» **CONSIGNA 1**
Responde, según el fragmento sobre las bases del personaje:
(a) ¿Para qué sirve la inteligencia del individuo?
(b) ¿Con qué calificativos se designa al sujeto considerado anómalo?
(c) ¿Qué nombre recibe el hecho de poner toda la atención en un aspecto determinado de la realidad a costa de desatender todos los demás?
» **CONSIGNA 2**
Enumera las capacidades genéricas a las que, según el fragmento sobre las bases del personaje, se refiere siempre la anomalía del sujeto.
» **CONSIGNA 3**
Continúa el fragmento sobre las bases del personaje a partir de su última oración.

Las bases del personaje (1)

 

El personaje es un proyecto: el proyecto mental de llegar a ser reconocido por el entorno. Se le supone al individuo una inteligencia racional, unas necesidades emocionales y materiales y una capacidad de esforzarse. La inteligencia sirve para “saber lo que le conviene”; es decir, para seguir rigurosamente las instrucciones del modelo; la capacidad de esforzarse sirve para memorizar los conocimientos necesarios y para ser una persona productiva. En cuanto a las necesidades emocionales y materiales se supone que correrán a cargo del entorno: es la recompensa que recibirá. El entorno le proporcionará lo necesario para satisfacerle en la medida que cumpla con las condiciones del modelo; primero en la escuela y más tarde en el ámbito laboral. Así que el personaje construye una perspectiva de la realidad absolutamente egocentrada y totalmente alienada: todos los esfuerzos dependen de uno mismo y todos los resultados dependen de los demás.

     Este individuo parte de una idea de subdesarrollo personal porque “no es nadie” ni es “como debe ser”. Tiene que agradecer  que, provisionalmente y mientras pone todo su empeño en reproducir el modelo, lo cuiden, lo quieran  y lo protejan; y ha de demostrar que merece la inversión que en él se realiza. Inicialmente, sólo se le exige aquiescencia y el compromiso explícito de intentar llegar a ser lo más perfecto posible, entendiendo por perfección la imitación exacta del modelo. Si en sus primeros pasos encuentra dificultades, estas dificultades se consideran inherentes al proceso; pero si reaparecen una y otra vez, el sujeto pasa inmediatamente a ser considerado como anómalo. Curiosamente esta anomalía se refiere siempre a las capacidades genéricas: inteligencia, amor y energía; porque su dificultad para aplicarlas en conformidad al modelo se interpreta como ausencia de las mismas. Así se ve calificado de tonto, egoísta, perezoso o cualquier sinónimo que señala la presunta deficiencia del sujeto.

 

     Aunque parezca mentira, todo ser humano ha de demostrar que lo es; ha de probar que es capaz de entender, amar y hacer y ha de probarlo cumpliendo rigurosamente el modelo que se le impone. Un modelo utópico que las propias personas que le rodean sólo han conseguido imitar de forma deficiente. No es de extrañar que un niño rodeado de personas que se tienen a sí mismas por defectuosas, se vea rápidamente desalentado y definido como problema.

 

     Entonces, este problema hecho carne, visto que no es capaz de cumplir su compromiso inicial de ser perfecto, ha de aceptar su imperfección e intentar disimularla. Vivirá toda su vida sabiéndose defectuoso, aunque no tiene cerradas todas las vías: es cuestión de ver “para qué sirve” y de encaminarlo en esta dirección, una dirección en la que pueda destacar en algo por encima de los demás. Afortunadamente, la moderna división del trabajo favorece esta posibilidad: uno puede ser una nulidad en un determinado ámbito de la existencia y sobresalir en otro. De hecho, se da por descontado  que todo aquel que sobresale lo hace poniendo toda la atención en un aspecto determinado de la realidad, a costa de desatender todos los demás: es la “especialización”. Se supone que si uno destaca en un ámbito concreto el entorno lo va a suplir en todos los demás. En consecuencia, el proyecto de llegar a ser alguien se reformula y se hace más unilateral, aunque ello comporte arrastrar de por vida un complejo de inferioridad.

» **DATOS DEL CONJUNTO**
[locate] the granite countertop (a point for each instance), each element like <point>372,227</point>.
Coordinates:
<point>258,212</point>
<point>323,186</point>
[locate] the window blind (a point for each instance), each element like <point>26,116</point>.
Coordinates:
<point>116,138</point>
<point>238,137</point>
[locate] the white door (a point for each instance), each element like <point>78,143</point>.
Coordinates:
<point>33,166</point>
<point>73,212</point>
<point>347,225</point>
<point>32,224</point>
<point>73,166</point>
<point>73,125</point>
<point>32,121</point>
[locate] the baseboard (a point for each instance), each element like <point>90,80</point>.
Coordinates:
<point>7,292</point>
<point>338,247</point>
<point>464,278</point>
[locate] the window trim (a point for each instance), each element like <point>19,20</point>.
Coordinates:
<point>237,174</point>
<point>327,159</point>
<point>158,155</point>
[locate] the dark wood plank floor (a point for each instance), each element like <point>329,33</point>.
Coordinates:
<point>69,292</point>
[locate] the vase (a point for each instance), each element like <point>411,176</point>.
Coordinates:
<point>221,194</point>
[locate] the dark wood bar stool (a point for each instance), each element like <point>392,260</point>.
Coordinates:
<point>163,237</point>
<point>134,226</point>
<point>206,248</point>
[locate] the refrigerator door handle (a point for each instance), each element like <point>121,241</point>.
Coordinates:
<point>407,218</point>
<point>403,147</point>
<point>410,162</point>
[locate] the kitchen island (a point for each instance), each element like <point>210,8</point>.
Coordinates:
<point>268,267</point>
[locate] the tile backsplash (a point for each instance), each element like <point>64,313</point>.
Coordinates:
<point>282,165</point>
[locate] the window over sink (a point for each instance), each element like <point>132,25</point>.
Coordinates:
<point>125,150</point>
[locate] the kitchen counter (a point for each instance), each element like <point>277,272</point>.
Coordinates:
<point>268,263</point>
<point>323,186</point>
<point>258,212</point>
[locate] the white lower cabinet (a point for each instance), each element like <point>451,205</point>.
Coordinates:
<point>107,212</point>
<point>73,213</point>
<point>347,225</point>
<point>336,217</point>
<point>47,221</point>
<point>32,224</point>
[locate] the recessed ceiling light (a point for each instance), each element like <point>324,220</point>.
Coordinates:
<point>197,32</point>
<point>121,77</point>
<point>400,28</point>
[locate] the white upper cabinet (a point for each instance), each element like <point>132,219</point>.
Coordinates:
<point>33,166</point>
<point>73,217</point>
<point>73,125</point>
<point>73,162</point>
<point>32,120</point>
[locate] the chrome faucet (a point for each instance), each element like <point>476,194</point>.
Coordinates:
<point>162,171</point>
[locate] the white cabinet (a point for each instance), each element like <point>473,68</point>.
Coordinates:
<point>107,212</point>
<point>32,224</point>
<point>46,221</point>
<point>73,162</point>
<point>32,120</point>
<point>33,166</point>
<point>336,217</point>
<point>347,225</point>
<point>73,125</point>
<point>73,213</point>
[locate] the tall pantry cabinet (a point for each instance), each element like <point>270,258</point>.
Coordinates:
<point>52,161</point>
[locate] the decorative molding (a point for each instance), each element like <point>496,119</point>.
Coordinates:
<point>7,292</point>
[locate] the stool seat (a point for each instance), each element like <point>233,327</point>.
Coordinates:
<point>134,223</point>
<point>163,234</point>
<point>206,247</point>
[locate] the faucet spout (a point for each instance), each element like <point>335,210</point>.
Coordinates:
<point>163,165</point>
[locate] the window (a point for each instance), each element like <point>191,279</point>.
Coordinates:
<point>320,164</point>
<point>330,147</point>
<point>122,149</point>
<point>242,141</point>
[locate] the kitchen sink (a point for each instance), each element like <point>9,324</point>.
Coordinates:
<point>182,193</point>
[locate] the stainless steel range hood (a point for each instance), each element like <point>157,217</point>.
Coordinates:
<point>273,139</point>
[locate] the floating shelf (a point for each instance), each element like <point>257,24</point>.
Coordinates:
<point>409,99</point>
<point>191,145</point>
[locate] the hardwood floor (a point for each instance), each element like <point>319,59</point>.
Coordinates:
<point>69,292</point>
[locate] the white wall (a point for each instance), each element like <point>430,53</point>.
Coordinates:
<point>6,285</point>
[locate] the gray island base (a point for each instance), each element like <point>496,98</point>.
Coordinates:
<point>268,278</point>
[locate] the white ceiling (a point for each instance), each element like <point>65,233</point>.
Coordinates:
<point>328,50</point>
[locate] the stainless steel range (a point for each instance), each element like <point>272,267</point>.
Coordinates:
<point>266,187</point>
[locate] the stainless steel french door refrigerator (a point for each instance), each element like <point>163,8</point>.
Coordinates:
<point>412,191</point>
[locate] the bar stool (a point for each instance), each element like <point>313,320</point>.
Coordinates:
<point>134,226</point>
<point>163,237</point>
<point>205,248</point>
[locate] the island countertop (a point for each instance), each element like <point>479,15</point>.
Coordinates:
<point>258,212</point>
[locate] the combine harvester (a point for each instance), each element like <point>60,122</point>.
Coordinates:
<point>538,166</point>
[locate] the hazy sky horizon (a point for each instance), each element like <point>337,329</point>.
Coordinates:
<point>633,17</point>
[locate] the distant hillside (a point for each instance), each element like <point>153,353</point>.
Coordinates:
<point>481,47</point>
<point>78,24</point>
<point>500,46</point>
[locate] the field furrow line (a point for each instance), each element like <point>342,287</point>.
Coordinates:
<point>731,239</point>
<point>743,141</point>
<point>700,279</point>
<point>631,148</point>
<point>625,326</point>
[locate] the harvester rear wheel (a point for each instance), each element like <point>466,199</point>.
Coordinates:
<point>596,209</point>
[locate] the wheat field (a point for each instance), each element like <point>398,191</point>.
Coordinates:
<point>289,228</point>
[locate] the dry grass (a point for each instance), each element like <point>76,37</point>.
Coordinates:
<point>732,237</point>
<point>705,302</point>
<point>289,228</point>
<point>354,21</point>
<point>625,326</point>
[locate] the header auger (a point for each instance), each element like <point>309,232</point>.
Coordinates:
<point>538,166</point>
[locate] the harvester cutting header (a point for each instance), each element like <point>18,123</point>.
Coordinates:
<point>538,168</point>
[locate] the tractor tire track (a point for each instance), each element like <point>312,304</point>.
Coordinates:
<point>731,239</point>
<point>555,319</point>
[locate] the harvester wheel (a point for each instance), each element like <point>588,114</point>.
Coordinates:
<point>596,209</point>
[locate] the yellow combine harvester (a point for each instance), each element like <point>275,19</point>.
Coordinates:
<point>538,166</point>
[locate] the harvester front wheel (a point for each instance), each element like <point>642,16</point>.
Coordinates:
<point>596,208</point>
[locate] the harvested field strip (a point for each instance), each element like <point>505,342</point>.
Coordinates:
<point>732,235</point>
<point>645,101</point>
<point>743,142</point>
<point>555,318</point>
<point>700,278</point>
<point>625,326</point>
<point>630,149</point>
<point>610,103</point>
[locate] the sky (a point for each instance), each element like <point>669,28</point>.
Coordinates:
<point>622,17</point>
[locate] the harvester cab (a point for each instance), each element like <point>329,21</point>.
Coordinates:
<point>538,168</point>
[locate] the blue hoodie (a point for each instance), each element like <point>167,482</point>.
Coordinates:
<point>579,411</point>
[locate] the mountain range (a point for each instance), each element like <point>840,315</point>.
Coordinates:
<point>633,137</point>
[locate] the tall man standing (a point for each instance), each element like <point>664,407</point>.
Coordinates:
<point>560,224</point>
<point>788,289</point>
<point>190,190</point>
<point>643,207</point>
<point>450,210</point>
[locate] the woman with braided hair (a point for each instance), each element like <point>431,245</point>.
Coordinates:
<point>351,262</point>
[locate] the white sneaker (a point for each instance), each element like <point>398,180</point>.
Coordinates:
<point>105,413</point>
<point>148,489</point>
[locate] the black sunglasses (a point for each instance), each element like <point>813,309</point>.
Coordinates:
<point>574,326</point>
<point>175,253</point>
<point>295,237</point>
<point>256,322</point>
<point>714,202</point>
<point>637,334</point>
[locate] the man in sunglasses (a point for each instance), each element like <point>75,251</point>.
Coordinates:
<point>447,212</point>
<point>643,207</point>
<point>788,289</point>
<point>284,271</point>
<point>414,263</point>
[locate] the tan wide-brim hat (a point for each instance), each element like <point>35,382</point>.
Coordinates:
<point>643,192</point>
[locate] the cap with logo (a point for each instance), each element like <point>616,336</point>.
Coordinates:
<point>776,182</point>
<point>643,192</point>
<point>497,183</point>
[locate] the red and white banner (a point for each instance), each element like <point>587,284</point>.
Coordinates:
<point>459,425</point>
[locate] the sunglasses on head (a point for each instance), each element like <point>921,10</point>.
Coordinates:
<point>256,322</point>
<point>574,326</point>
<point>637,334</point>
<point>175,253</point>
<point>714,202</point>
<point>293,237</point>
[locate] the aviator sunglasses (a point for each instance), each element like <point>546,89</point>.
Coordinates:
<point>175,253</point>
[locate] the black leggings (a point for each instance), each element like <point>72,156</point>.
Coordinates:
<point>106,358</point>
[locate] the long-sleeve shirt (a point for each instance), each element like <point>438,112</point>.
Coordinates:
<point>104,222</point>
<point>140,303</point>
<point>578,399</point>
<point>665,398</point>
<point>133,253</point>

» **RESPUESTA 1**
(a) Sirve para "saber lo que le conviene", es decir, para seguir rigurosamente las instrucciones del modelo.
(b) Se le califica de tonto, egoísta, perezoso o con cualquier sinónimo que señale su presunta deficiencia.
(c) Recibe el nombre de "especialización".

» **RESPUESTA 2**
Inteligencia, amor y energía.

» **RESPUESTA 3**
 

     A partir de aquí, el proyecto adopta una connotación compensatoria: como uno no puede destacar en todo, tiene que elegir en qué ámbito va a invertir todos sus esfuerzos. Por ejemplo es mejor ser hábil que inteligente; claro, esto lo piensa el que ha sido inducido a creerse tonto. ¿Cuántas veces hemos escuchado la historia del último de la clase que acabó haciéndose muy rico? En realidad, la inmensa mayoría de los últimos de la clase no acaban siendo ricos; si fuera así, habría bofetadas para ocupar el puesto pero, como fantasía, resulta útil para un guión de vida. Y esto permite diversos guiones a elegir: el científico despistado es el torpe que ha desarrollado su mente por encima de los demás; el cooperante que funda una ONG es el desorientado que ha optado por entregar su vida a los desamparados, etc. Son guiones que vale la pena adoptar porque presentan diferentes oportunidades de brillar en la sociedad actual; e incluso son más concretos que el modelo general. En la mayoría de los casos se materializan de una forma más modesta, pero sirven para soñar despierto y encontrar una manera de existir.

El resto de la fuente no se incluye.